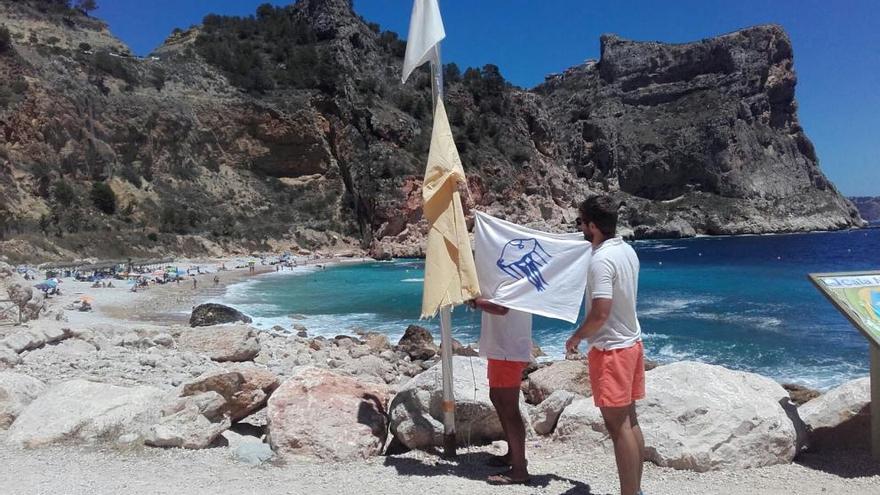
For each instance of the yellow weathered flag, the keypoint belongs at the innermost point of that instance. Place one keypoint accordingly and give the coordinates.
(450, 274)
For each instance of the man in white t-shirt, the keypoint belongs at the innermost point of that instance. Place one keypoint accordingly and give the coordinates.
(506, 341)
(616, 356)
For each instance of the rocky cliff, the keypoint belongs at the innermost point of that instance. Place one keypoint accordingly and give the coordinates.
(290, 128)
(869, 207)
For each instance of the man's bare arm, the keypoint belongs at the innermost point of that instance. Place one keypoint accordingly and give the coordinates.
(489, 307)
(600, 309)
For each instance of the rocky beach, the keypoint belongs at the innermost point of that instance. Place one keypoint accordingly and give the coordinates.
(244, 146)
(114, 396)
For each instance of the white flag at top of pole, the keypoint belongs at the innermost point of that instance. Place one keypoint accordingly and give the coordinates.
(425, 32)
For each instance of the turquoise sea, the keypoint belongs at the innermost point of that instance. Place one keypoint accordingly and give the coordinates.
(742, 302)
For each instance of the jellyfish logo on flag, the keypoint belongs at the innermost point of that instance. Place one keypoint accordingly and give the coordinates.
(523, 258)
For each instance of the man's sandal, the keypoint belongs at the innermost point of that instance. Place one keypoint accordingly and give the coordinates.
(498, 461)
(503, 479)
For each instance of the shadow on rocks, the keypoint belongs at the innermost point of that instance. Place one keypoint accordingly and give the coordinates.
(844, 463)
(473, 466)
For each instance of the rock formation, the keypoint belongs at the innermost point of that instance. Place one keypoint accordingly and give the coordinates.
(291, 129)
(869, 207)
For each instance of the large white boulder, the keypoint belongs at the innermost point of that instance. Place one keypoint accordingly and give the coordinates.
(545, 415)
(16, 392)
(699, 417)
(84, 411)
(416, 411)
(703, 417)
(319, 413)
(581, 422)
(570, 375)
(245, 389)
(841, 417)
(221, 342)
(192, 422)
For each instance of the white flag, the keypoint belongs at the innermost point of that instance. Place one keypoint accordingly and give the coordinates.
(529, 270)
(425, 32)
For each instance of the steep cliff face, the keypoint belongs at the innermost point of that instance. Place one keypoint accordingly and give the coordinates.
(291, 129)
(703, 137)
(869, 208)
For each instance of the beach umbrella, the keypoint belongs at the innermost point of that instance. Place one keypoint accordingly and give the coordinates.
(450, 273)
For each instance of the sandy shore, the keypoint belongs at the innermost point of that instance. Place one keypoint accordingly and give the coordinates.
(558, 467)
(161, 304)
(556, 470)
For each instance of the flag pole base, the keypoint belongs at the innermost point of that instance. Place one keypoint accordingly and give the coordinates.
(449, 446)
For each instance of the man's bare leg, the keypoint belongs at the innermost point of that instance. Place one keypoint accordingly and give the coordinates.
(626, 447)
(507, 406)
(640, 440)
(494, 396)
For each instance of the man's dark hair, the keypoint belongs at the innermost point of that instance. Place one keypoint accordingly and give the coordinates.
(602, 211)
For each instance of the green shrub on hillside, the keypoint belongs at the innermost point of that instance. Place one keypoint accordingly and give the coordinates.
(63, 193)
(5, 39)
(273, 49)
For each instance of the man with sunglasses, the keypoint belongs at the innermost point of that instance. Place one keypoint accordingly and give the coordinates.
(616, 357)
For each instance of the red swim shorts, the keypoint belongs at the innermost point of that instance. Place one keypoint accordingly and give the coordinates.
(617, 376)
(505, 374)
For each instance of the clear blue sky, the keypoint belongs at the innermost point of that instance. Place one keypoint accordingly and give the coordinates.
(836, 48)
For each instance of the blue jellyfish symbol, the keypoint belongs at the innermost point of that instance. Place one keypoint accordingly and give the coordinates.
(524, 258)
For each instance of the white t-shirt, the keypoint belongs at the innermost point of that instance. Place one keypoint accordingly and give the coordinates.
(614, 274)
(507, 337)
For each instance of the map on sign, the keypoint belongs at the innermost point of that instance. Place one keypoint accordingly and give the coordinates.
(856, 295)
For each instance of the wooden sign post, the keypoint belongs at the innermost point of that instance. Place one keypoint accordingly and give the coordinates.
(857, 296)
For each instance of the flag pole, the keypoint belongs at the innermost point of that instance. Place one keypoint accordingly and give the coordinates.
(449, 441)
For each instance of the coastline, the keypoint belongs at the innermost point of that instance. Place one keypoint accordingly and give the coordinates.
(122, 325)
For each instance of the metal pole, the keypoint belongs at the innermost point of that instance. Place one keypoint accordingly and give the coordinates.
(875, 400)
(449, 442)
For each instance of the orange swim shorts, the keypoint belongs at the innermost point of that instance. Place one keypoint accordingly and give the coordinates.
(505, 374)
(617, 376)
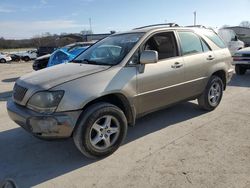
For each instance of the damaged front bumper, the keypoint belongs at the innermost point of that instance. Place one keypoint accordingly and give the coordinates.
(56, 125)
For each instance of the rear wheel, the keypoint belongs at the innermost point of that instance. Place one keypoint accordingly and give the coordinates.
(240, 70)
(212, 94)
(2, 61)
(101, 130)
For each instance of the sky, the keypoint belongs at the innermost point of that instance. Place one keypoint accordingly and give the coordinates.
(21, 19)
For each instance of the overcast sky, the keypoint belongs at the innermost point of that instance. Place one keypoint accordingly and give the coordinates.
(27, 18)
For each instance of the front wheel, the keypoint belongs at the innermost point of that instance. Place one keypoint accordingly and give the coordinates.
(212, 94)
(101, 130)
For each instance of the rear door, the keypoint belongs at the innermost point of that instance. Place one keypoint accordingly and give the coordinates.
(197, 56)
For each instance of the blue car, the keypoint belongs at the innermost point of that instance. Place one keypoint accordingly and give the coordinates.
(67, 53)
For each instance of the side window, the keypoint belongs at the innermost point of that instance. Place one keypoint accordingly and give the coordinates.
(190, 43)
(164, 44)
(135, 58)
(205, 46)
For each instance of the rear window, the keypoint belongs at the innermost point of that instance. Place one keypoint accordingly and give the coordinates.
(215, 38)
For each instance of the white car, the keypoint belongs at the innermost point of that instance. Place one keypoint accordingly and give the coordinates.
(242, 61)
(4, 58)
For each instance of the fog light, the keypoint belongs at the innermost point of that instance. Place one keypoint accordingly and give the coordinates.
(43, 125)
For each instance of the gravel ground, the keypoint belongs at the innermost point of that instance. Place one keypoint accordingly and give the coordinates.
(177, 147)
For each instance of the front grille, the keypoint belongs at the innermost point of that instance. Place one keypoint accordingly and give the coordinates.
(19, 92)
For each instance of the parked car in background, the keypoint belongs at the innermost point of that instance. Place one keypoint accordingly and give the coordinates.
(120, 78)
(241, 60)
(44, 50)
(27, 55)
(15, 57)
(4, 58)
(231, 40)
(41, 62)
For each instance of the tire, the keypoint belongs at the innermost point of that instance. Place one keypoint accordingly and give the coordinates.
(240, 70)
(100, 131)
(212, 94)
(2, 61)
(26, 58)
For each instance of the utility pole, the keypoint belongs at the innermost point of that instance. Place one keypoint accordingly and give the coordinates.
(90, 24)
(194, 17)
(90, 29)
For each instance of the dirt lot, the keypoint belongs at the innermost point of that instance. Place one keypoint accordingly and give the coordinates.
(177, 147)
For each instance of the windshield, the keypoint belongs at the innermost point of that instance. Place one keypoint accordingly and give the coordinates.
(109, 51)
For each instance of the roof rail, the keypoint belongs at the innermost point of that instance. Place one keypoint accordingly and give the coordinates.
(155, 25)
(198, 26)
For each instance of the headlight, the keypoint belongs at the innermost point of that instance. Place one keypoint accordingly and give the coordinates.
(45, 101)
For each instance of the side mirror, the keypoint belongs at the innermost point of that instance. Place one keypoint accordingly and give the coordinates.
(235, 38)
(149, 56)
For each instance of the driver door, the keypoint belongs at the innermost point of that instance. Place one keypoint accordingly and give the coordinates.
(160, 84)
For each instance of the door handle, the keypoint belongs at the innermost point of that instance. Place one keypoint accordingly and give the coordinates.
(210, 58)
(176, 65)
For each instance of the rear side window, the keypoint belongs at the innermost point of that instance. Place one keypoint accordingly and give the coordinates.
(205, 46)
(215, 38)
(190, 43)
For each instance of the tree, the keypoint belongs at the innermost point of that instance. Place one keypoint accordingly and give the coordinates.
(245, 24)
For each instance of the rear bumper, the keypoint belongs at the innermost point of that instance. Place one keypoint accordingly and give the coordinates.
(56, 125)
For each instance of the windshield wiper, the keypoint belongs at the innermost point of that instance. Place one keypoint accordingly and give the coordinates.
(86, 61)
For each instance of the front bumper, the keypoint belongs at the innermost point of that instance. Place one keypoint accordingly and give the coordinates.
(56, 125)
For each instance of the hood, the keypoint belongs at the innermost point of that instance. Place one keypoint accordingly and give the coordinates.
(53, 76)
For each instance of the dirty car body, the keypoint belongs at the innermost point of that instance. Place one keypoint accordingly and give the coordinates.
(132, 74)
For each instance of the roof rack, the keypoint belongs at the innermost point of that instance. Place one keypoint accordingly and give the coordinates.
(155, 25)
(198, 26)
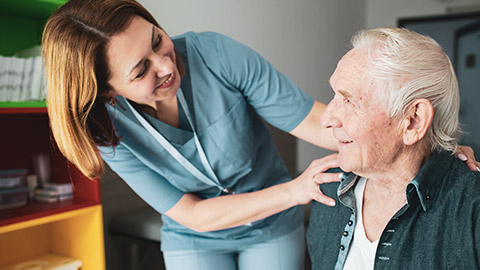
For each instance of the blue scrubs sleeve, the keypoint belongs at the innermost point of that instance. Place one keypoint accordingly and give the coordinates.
(153, 188)
(272, 94)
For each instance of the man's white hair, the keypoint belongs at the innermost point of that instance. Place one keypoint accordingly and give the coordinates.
(410, 66)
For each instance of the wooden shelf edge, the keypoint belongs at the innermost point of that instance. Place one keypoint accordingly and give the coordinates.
(22, 107)
(44, 217)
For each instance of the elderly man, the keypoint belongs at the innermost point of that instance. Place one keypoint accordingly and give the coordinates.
(407, 203)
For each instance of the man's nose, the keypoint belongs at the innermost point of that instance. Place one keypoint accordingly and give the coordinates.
(329, 117)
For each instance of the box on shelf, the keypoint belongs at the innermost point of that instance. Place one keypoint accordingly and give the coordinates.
(12, 178)
(54, 192)
(46, 262)
(13, 197)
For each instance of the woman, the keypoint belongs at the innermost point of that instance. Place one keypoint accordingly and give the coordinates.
(179, 120)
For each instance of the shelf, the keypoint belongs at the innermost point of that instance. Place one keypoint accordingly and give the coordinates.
(31, 8)
(34, 211)
(76, 233)
(22, 107)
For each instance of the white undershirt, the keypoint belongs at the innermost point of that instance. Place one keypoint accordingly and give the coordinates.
(361, 254)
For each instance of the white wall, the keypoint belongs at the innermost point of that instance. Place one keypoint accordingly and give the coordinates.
(385, 13)
(303, 39)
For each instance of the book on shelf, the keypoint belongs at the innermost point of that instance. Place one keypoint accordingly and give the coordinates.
(22, 76)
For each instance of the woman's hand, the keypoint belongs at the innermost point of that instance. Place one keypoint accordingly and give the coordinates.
(306, 187)
(465, 153)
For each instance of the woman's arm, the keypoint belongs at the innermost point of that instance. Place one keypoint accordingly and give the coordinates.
(234, 210)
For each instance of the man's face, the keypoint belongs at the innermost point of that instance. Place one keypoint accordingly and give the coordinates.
(368, 140)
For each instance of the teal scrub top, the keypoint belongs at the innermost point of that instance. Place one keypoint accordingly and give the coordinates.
(229, 88)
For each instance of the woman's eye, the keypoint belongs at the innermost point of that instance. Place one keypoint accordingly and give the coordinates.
(144, 70)
(158, 42)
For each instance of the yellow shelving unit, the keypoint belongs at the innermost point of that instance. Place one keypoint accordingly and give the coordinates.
(72, 228)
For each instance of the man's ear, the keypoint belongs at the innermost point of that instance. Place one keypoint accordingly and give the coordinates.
(417, 121)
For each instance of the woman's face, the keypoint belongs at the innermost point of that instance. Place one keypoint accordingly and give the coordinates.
(142, 63)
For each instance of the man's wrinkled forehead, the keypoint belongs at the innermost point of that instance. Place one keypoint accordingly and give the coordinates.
(351, 75)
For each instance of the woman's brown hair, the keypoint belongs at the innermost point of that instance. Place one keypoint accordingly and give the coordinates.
(73, 45)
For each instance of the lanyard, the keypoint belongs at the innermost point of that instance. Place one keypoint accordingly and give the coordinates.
(212, 179)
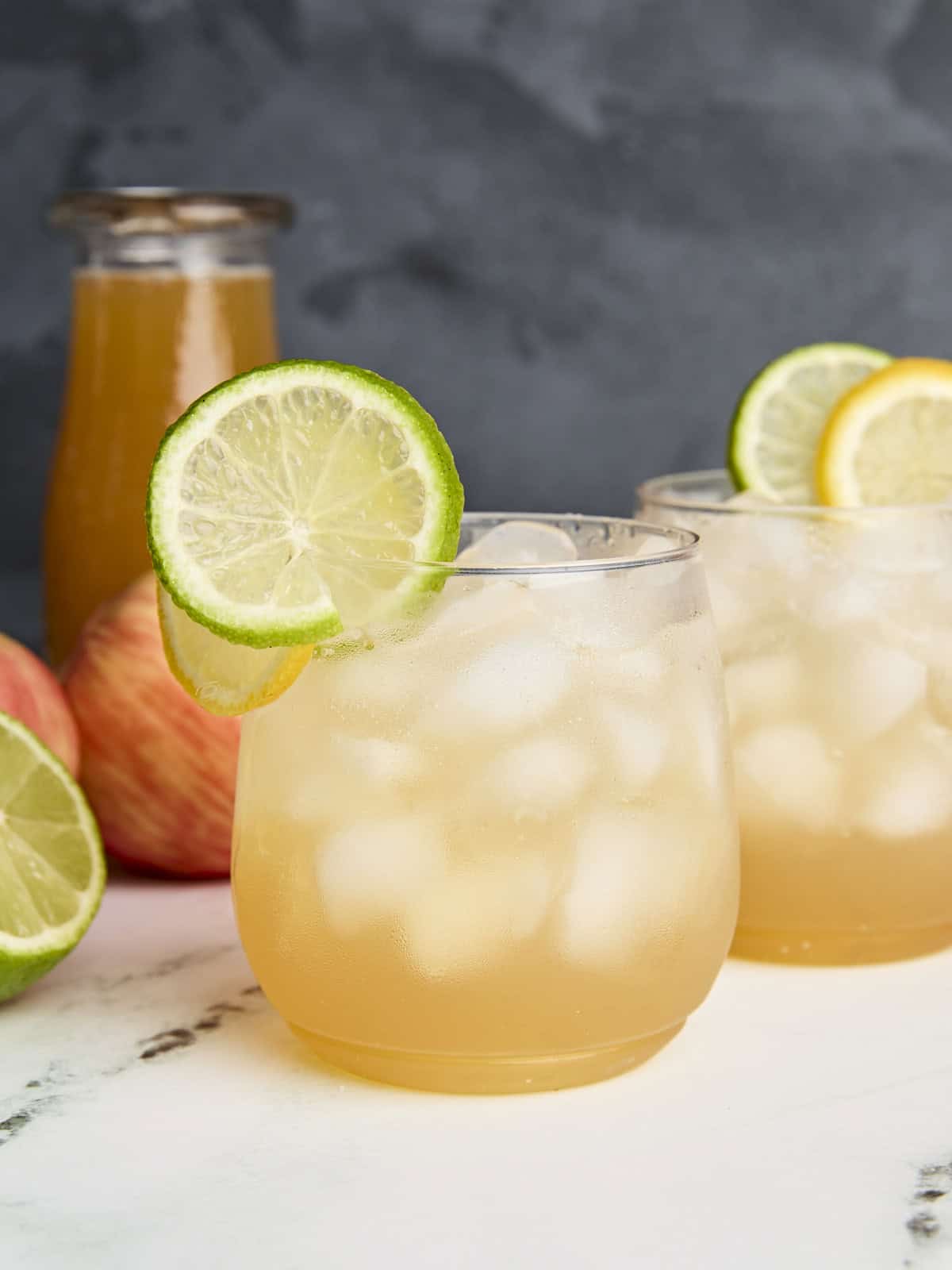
----------------------------------------
▶ [What you need to do]: Exact lines, nothing more: output the one with "For each instance of the lanyard, the" and every later line through the end of the data, skipping pictures.

▶ [Answer for this exercise]:
For each instance of the lanyard, the keypoint belongs at the innermost point of that instance. Place one keypoint accordingly and give the coordinates.
(212, 179)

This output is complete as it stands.